TASK TO CARRY OUT:
Reproduce the data below, substituting "timber beam" for "wooden spar" and leaving everything else unchanged.

DATASET:
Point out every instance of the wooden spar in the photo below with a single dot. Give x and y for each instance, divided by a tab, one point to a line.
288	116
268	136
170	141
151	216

RESULT BELOW:
Point out every instance of the timber beam in the photo below with a single dot. Give x and y for each instance, divided by a tab, one point to a line.
288	116
268	136
170	141
151	216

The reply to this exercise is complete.